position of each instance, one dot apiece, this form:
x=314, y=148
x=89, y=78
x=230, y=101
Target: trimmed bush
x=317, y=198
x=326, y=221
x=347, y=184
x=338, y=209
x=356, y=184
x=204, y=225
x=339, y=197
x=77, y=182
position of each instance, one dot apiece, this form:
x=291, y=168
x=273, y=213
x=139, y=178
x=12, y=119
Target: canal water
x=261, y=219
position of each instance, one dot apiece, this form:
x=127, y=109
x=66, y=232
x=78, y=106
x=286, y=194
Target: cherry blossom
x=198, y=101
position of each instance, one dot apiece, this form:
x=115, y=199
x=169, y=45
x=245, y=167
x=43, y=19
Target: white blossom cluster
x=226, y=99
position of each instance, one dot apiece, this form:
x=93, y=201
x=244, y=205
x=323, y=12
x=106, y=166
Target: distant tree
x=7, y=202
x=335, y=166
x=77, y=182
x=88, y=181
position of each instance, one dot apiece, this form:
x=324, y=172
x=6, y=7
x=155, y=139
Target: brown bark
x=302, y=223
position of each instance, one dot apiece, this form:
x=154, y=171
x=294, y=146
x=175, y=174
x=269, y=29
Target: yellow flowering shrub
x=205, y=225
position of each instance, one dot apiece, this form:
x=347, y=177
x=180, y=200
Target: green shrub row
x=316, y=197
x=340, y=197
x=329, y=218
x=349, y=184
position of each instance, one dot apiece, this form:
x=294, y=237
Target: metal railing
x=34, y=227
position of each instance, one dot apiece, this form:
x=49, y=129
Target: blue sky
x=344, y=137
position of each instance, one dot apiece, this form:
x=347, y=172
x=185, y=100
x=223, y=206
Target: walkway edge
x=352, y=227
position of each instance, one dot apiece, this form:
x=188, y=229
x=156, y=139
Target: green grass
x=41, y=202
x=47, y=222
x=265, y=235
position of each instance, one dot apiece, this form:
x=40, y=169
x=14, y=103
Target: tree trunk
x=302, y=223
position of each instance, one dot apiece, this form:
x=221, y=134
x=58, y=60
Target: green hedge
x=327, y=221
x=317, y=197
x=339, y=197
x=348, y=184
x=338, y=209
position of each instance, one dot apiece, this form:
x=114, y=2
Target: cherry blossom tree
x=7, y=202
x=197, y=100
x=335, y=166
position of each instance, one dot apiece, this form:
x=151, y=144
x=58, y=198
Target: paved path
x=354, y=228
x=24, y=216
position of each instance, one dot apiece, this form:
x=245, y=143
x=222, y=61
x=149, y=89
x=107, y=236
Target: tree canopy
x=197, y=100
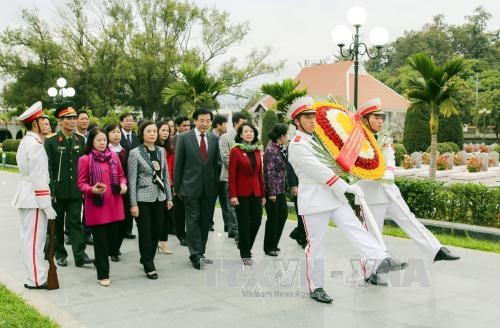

————

:: WORK TASK ::
Reproduce, exactly as they stand in the data above, the lines from the one that holds "x=294, y=146" to the one that holds "x=223, y=206", inclusive.

:: TASK ANSWER ::
x=294, y=146
x=175, y=174
x=269, y=29
Target: yellow flowering shrub
x=205, y=225
position of each instance, one dot apiece, this form:
x=347, y=177
x=180, y=200
Target: green shrub row
x=316, y=197
x=340, y=197
x=329, y=218
x=349, y=184
position of each instance, one dot apiece, this form:
x=294, y=237
Target: metal railing
x=34, y=227
position of each instance, one dot apiece, this form:
x=49, y=129
Target: blue sky
x=344, y=137
position of each instance, one dot apiece, this form:
x=347, y=172
x=185, y=100
x=223, y=206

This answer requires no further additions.